> [How to complete this task]:
What lines in the records include the string "chimney"? Return each one.

> [The records]:
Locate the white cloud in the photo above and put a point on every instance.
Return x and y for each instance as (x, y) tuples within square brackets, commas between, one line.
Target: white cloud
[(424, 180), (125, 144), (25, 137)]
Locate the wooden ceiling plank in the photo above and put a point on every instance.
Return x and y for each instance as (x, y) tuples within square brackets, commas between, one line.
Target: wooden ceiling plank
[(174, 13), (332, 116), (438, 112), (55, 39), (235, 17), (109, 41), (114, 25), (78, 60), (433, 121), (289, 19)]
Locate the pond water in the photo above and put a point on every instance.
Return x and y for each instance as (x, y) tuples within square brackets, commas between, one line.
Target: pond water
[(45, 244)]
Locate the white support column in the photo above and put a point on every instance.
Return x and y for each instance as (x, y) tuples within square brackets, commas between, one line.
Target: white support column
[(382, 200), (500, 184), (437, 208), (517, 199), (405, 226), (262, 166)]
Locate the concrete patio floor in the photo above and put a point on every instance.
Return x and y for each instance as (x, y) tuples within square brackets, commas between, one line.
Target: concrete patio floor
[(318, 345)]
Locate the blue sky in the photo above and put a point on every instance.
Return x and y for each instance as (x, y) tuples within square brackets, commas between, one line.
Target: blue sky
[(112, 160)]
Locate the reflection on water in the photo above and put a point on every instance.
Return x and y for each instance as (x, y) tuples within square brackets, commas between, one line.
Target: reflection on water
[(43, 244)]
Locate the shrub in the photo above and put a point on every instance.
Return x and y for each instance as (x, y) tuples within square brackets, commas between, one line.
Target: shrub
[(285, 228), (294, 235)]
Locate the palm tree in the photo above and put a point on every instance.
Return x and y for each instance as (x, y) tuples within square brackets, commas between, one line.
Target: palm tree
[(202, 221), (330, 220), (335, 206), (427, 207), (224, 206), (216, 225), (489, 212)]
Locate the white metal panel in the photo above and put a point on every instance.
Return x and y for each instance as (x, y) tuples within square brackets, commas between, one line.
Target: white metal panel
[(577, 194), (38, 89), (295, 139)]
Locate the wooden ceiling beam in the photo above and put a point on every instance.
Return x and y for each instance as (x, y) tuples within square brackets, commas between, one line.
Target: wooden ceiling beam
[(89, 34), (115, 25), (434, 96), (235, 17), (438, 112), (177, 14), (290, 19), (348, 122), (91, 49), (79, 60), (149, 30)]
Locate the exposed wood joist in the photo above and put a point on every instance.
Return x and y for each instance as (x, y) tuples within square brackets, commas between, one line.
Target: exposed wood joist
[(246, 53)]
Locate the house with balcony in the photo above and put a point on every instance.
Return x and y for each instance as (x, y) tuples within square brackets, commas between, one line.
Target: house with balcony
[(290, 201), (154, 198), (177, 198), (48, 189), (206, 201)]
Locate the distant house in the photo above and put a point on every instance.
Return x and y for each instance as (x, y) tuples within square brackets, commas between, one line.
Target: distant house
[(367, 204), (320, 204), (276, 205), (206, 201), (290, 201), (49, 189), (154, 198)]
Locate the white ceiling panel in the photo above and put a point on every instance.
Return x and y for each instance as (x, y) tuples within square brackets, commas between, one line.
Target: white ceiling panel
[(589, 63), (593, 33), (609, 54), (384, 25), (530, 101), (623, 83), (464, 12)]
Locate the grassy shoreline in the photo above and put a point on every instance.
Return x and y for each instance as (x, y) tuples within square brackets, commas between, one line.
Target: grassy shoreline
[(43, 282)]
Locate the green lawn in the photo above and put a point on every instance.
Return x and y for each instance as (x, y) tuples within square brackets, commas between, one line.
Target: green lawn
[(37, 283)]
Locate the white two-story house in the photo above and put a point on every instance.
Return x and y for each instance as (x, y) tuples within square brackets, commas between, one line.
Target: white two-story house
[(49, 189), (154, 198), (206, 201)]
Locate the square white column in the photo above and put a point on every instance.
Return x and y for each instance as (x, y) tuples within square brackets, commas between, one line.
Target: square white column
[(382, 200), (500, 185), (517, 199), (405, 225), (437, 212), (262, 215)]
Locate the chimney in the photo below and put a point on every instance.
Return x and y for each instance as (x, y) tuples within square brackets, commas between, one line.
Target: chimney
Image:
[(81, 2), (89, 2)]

> [Expected output]:
Locate the chimney in the photo below and put a point on every instance.
Target: chimney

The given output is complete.